> **GOAL OF THE EXERCISE**: The listing below holds a line with "coat button, as integer pixel positions." and a line with "silhouette, as integer pixel positions.". Reproduce those two lines exactly, plus everything between them.

> **DATA SUPPLIED**:
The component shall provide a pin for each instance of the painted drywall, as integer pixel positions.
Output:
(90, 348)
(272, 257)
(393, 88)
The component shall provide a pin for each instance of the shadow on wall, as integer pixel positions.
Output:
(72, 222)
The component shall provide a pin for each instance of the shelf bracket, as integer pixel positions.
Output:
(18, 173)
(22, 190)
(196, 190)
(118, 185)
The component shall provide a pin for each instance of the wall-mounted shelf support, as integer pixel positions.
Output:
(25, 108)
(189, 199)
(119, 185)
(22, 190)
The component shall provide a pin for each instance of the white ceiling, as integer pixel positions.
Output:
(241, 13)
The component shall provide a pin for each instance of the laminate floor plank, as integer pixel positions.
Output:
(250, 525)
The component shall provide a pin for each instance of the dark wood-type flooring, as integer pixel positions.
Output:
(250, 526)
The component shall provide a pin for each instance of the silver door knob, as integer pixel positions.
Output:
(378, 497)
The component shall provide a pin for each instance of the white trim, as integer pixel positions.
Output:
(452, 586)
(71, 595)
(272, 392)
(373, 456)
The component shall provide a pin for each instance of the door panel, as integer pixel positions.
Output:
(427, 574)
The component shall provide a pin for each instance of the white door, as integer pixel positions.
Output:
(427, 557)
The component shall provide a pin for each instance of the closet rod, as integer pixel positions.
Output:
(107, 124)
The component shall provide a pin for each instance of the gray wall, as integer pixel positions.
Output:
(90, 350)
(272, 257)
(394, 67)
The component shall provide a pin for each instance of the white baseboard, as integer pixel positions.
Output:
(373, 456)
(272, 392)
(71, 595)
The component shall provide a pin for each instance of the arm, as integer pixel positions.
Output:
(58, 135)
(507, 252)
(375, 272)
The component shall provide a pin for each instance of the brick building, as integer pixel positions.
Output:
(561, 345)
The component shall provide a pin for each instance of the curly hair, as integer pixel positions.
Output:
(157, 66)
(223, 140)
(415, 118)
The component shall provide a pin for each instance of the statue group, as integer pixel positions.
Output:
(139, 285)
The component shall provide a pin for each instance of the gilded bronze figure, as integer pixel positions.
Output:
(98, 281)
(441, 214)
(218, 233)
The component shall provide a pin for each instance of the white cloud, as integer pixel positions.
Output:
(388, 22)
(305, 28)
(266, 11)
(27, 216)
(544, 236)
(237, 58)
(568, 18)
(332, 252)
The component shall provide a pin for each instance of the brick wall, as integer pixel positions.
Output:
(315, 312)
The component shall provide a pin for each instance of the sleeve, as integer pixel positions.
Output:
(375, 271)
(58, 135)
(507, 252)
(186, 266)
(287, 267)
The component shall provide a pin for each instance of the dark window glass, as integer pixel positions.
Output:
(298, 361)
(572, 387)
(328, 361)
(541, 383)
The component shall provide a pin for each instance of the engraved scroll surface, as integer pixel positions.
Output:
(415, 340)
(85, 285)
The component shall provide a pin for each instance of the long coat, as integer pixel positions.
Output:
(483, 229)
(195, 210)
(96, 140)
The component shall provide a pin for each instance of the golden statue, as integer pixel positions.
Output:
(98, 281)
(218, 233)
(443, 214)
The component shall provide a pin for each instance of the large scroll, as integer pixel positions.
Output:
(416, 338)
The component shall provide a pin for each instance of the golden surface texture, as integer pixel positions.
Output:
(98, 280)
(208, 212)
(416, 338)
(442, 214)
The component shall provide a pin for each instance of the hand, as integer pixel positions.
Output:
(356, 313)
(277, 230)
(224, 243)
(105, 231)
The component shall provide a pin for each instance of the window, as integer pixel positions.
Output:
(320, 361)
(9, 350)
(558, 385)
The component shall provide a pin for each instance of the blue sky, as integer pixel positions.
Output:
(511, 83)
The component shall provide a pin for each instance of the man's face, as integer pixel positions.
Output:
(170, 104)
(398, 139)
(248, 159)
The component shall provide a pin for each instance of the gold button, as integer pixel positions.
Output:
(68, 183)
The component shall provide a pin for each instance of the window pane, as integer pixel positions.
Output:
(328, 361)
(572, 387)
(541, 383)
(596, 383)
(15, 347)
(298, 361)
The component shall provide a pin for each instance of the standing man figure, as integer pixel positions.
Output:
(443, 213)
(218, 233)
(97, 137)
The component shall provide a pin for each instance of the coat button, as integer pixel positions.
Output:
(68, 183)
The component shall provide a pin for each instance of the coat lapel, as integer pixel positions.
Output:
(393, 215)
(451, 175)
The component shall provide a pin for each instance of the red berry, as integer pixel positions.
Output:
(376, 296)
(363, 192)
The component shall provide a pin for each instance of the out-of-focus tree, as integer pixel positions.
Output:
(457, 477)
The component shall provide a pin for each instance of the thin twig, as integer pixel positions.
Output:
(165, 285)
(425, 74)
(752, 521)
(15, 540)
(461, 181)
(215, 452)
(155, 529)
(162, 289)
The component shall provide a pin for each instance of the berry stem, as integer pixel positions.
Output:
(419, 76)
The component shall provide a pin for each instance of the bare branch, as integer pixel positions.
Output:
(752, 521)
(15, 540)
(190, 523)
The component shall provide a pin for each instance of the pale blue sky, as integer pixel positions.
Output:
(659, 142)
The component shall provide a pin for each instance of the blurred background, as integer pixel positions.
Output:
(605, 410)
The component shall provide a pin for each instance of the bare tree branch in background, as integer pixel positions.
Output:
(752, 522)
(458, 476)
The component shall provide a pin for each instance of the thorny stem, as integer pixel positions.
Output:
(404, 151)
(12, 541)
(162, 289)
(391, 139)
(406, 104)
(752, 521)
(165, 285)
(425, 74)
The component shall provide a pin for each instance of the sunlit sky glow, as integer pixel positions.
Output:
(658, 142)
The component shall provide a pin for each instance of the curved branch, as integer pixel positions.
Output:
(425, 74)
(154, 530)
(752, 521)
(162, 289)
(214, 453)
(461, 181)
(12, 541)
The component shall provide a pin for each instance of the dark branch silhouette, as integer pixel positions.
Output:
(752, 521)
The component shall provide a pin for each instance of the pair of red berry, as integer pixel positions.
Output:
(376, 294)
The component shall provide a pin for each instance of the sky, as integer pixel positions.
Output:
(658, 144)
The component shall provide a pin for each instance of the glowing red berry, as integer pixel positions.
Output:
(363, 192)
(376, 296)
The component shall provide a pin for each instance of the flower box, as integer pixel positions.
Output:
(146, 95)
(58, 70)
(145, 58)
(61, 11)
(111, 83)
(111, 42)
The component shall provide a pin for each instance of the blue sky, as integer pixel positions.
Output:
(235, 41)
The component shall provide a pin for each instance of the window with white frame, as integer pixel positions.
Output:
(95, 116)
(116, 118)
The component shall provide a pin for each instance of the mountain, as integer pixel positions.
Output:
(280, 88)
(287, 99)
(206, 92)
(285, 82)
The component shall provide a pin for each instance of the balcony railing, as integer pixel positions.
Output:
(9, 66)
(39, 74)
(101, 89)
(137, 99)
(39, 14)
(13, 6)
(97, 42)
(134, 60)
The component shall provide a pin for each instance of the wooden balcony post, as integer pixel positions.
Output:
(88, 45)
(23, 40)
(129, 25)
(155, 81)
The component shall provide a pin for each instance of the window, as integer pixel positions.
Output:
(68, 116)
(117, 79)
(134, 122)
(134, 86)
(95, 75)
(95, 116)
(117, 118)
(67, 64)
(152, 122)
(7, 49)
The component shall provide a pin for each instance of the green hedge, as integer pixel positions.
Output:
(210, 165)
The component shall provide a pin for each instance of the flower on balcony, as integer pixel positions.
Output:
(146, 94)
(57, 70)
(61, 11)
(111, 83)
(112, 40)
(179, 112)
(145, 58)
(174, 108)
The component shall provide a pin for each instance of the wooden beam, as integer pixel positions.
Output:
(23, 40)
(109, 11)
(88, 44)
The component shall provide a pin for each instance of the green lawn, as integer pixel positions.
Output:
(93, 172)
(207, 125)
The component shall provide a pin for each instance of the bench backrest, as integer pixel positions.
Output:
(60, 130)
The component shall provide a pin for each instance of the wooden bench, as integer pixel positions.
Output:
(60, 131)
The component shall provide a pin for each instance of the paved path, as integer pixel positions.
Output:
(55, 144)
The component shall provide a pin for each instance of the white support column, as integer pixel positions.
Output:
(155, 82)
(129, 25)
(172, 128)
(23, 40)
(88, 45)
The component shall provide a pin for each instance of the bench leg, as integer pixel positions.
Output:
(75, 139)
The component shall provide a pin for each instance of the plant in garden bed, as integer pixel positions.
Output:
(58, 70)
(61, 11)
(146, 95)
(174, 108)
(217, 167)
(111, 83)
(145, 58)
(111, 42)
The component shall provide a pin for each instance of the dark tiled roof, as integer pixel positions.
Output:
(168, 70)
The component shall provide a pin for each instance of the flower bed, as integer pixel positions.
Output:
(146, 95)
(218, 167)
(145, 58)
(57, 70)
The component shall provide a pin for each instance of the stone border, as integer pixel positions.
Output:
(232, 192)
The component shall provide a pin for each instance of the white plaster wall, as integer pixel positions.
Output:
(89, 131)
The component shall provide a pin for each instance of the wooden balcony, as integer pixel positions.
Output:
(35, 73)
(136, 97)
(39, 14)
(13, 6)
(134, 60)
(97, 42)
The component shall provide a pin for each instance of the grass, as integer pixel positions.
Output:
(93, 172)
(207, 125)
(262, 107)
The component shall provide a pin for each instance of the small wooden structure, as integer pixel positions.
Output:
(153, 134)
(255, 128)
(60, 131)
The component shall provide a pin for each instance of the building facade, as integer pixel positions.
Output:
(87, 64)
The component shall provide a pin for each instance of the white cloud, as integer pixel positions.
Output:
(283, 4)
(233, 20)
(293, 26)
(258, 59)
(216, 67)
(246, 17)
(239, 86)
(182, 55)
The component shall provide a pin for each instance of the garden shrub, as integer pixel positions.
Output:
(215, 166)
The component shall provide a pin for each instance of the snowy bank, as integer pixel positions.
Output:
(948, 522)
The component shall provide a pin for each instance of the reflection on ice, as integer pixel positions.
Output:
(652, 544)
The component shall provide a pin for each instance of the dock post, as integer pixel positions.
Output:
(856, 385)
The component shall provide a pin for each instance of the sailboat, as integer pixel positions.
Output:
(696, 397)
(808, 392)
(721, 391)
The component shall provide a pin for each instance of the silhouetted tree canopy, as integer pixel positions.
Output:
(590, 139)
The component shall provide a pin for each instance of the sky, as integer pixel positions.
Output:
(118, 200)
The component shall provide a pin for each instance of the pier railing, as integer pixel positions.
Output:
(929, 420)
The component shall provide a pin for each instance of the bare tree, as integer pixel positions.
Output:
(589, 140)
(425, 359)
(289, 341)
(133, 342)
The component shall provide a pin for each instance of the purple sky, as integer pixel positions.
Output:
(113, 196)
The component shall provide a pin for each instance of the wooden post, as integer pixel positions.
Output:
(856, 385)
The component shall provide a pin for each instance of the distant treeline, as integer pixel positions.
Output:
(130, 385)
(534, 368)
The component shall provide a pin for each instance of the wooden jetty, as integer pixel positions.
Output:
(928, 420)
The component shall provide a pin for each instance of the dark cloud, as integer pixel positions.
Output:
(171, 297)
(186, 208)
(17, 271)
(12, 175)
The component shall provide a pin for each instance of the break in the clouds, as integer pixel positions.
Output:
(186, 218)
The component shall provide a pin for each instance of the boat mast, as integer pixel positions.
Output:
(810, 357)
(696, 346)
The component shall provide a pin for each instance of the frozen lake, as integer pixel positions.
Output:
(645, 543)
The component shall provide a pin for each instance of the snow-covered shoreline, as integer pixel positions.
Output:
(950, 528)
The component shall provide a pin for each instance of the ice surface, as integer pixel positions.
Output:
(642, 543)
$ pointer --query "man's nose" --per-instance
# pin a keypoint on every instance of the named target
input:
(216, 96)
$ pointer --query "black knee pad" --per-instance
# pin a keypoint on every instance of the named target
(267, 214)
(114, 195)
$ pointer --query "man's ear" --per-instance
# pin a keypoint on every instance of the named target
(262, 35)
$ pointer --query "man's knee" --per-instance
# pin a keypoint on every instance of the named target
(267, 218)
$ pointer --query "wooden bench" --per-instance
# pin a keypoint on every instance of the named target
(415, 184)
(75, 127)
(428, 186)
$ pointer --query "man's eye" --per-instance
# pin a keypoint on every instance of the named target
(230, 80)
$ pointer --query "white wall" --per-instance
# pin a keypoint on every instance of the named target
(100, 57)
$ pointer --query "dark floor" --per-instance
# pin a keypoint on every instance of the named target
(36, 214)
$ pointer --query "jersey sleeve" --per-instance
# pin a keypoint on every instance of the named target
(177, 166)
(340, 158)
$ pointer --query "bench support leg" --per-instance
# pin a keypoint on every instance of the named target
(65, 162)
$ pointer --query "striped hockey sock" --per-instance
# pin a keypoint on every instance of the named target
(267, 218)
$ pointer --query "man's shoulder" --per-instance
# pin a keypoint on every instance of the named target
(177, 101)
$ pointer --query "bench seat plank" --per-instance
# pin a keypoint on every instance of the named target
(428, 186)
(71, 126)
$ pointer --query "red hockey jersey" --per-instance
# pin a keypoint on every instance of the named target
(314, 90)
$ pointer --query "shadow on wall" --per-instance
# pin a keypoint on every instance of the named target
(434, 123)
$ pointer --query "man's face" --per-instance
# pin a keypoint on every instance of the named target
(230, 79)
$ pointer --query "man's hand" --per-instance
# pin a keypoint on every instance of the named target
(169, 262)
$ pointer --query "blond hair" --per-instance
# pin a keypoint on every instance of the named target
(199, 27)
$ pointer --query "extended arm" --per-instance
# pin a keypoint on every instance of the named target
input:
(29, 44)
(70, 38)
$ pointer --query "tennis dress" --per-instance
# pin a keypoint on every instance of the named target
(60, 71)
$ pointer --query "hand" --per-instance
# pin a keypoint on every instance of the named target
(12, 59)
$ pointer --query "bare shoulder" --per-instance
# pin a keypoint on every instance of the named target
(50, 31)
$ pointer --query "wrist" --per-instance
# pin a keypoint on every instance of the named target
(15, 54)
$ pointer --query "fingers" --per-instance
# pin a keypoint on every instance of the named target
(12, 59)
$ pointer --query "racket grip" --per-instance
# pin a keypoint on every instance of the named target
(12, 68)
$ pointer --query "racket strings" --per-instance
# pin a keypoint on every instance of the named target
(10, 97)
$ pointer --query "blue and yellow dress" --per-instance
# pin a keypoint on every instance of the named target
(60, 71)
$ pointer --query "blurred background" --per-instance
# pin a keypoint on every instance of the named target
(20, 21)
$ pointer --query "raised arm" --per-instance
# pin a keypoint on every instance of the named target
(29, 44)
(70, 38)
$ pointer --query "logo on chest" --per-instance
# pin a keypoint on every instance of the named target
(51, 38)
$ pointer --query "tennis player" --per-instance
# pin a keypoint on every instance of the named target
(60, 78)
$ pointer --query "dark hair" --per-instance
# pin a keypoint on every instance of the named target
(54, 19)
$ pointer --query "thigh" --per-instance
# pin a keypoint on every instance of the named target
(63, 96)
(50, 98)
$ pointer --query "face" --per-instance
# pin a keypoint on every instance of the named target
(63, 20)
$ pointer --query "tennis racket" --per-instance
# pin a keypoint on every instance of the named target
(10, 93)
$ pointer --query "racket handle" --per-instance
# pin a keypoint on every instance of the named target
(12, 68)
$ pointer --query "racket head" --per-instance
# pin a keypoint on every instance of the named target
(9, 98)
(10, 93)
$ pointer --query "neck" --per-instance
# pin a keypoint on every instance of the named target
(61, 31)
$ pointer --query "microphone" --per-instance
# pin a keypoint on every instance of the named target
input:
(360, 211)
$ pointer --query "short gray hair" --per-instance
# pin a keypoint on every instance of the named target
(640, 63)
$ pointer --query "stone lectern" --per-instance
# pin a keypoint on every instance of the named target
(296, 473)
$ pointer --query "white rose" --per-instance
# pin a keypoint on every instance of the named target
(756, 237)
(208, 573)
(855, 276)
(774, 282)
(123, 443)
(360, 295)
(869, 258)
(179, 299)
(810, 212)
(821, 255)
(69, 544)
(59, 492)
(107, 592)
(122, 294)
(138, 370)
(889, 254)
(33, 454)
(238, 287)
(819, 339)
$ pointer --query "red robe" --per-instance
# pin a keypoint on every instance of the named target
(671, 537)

> **ANSWER FOR THE TASK**:
The component shall provide a pin for each instance of the coat button, as integer pixel positions.
Output:
(68, 183)
The component shall provide a pin for each instance of the coat lapel, as integer pixel positions.
Output:
(393, 215)
(451, 175)
The component shall provide a pin for each instance of the red berry, as integer pixel positions.
Output:
(376, 296)
(363, 192)
The component shall provide a pin for each instance of the out-of-focus tree, as integer pixel positions.
Output:
(457, 477)
The component shall provide a pin for each instance of the thin twig, as integer pixel positions.
Output:
(165, 285)
(425, 74)
(752, 521)
(15, 540)
(461, 181)
(215, 452)
(155, 529)
(162, 289)
The component shall provide a pin for each instance of the berry stem, as integer pixel positions.
Output:
(419, 76)
The component shall provide a pin for each instance of the bare branch, as integer pixel positions.
Output:
(752, 521)
(15, 540)
(190, 523)
The component shall provide a pin for each instance of the pale blue sky, as integer pixel positions.
Output:
(659, 142)
The component shall provide a pin for each instance of the blurred background, as integer pixel positions.
Output:
(605, 410)
The component shall provide a pin for each instance of the bare tree branch in background, as integer pixel positions.
Output:
(752, 522)
(458, 476)
The component shall provide a pin for each instance of the thorny stem, as integer pixel positions.
Output:
(404, 151)
(12, 541)
(162, 289)
(391, 139)
(406, 104)
(752, 521)
(165, 285)
(425, 74)
The component shall provide a pin for each instance of the sunlit sky glow, as integer pixel positions.
Output:
(658, 142)
The component shall provide a pin for each instance of the curved branch, as integer pixel positions.
Output:
(425, 74)
(154, 530)
(752, 521)
(162, 289)
(214, 453)
(461, 181)
(12, 541)
The component shall provide a pin for each instance of the dark branch silhouette, as integer pixel positions.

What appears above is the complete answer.